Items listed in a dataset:

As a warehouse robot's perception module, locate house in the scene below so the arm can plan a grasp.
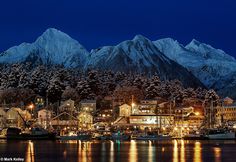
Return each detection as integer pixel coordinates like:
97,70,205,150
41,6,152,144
38,109,52,128
79,100,96,113
6,108,31,127
119,104,131,117
59,99,76,113
77,112,93,130
0,108,6,128
132,100,157,115
114,102,174,129
215,104,236,125
223,97,234,106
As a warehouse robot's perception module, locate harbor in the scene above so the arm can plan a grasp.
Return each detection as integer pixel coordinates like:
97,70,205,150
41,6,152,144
0,98,236,141
0,140,236,162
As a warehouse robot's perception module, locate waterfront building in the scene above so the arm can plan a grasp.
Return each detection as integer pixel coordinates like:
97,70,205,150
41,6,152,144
79,100,96,113
77,112,93,130
59,99,76,113
38,109,52,128
6,108,31,128
50,111,78,134
119,104,131,117
0,108,6,128
215,103,236,126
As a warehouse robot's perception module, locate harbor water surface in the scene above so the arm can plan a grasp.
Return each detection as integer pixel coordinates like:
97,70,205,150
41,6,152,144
0,140,236,162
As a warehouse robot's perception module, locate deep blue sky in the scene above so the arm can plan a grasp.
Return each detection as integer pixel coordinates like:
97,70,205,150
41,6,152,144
0,0,236,57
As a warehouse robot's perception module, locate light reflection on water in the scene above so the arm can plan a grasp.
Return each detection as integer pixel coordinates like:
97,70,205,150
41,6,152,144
193,141,202,162
6,140,236,162
129,140,138,162
25,141,35,162
213,147,221,162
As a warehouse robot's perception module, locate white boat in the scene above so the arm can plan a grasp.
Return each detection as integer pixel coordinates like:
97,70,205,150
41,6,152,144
58,133,92,140
112,133,130,140
205,129,235,140
136,135,171,140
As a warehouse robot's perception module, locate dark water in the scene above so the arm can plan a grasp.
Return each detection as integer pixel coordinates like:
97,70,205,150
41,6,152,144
0,140,236,162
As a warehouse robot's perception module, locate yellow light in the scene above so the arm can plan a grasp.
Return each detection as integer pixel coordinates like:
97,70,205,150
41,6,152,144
195,112,200,116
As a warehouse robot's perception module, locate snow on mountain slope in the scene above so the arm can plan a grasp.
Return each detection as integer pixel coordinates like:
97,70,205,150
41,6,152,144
154,38,236,87
0,28,88,67
86,35,201,86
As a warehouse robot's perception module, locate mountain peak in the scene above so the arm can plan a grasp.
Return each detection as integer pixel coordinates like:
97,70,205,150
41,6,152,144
133,34,147,41
38,28,72,40
187,39,202,46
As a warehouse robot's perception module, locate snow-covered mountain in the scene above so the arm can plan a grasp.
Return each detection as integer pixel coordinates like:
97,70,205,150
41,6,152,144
0,28,88,67
154,38,236,98
154,38,236,88
3,28,236,93
86,35,201,86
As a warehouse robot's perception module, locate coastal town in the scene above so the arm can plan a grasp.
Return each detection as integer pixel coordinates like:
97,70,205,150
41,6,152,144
0,96,236,140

Given exercise:
Can you format all the lines above as a numbered list, skipping any blank lines and leaving out the picture?

Exercise response:
1. As a warehouse robot's perception module, locate house in the scene below so the arm can plan a grasp.
2. Return each detection as integer pixel coordinates like:
3. 97,70,205,150
4. 41,6,152,144
5. 38,109,52,128
6. 79,100,96,113
7. 6,108,31,127
8. 119,104,131,117
9. 59,99,76,113
10. 77,112,93,130
11. 0,108,6,128
12. 132,100,157,115
13. 114,102,174,129
14. 215,104,236,125
15. 223,97,234,106
16. As a warehouse robot's perception module, locate harbor in the scene above so the arm can plan a grasp.
17. Return each detection as integer pixel coordinates like:
18. 97,70,205,150
19. 41,6,152,144
20. 0,98,236,141
21. 0,140,236,162
22. As a warehouse robot's perception module, locate waterfront building in the scene above so the arm can plan a grasp.
23. Return each detection as integer pixel coordinates like:
24. 97,70,205,150
25. 41,6,152,144
26. 79,100,96,113
27. 77,112,93,130
28. 59,99,76,113
29. 38,109,52,128
30. 6,108,31,128
31. 50,111,78,134
32. 119,104,131,117
33. 0,108,6,128
34. 215,103,236,126
35. As a warehouse robot's perception module, locate harbor water surface in the scene above so the arm can plan a grasp.
36. Return each detection as integer pixel coordinates like:
37. 97,70,205,150
38. 41,6,152,144
39. 0,140,236,162
40. As a warehouse robot's perception module, locate deep blue sky in the scene above so the arm can plan a grasp.
41. Return each detection as integer pixel coordinates like:
42. 97,70,205,150
43. 41,6,152,144
44. 0,0,236,57
45. As a warehouse robot's perception module, locate light reflection on water in the scene above so the arm can plan a grasp.
46. Return each detection as integer pixel coordinates like:
47. 97,70,205,150
48. 41,6,152,144
49. 193,141,202,162
50. 6,140,236,162
51. 129,140,138,162
52. 25,141,35,162
53. 213,147,221,162
54. As a warehouse robot's perception module, locate white boat in the scene above so the arm can plan a grasp.
55. Return each detection as integer pixel coordinates like:
56. 97,70,205,150
57. 41,6,152,144
58. 58,133,92,140
59. 112,133,130,140
60. 205,129,235,140
61. 136,135,171,140
62. As a warehouse robot's perception module, locate dark water in the scene above so the arm can plan a grasp.
63. Return each detection as integer pixel coordinates like:
64. 97,70,205,150
65. 41,6,152,144
66. 0,140,236,162
67. As a warehouse robot's perception module, locate yellow light in the scene above so the arm can plan a grasp.
68. Return each detection as integer pixel coordinates like:
69. 97,70,205,150
70. 41,6,152,144
71. 195,112,200,116
72. As a warehouse robot's perception module, locate snow on mountain slope in the scene above so the arm can plan a grasp.
73. Return each detection as integer pixel coordinates like:
74. 97,70,205,150
75. 41,6,152,144
76. 154,38,236,87
77. 0,28,88,67
78. 86,35,201,86
79. As a warehouse robot's perception module, locate mountain peak in the scene above so the arm can plan a grasp.
80. Return each detection as integer pixel coordinates like:
81. 97,70,205,150
82. 41,6,152,144
83. 133,34,147,41
84. 38,28,72,40
85. 187,39,202,46
86. As a warehouse robot's perception module, locate snow-covered mountain in the scene above so the arm can plan a grasp.
87. Return each detection as integer pixel coordinates like:
88. 97,70,205,150
89. 41,6,152,144
90. 0,28,88,67
91. 154,38,236,98
92. 154,38,236,88
93. 3,28,236,93
94. 86,35,201,86
95. As a warehouse robot's perception module, locate coastal town in the scene above so the arm can plan a grasp.
96. Return each detection as integer pixel coordinates like:
97. 97,70,205,150
98. 41,6,152,144
99. 0,96,236,140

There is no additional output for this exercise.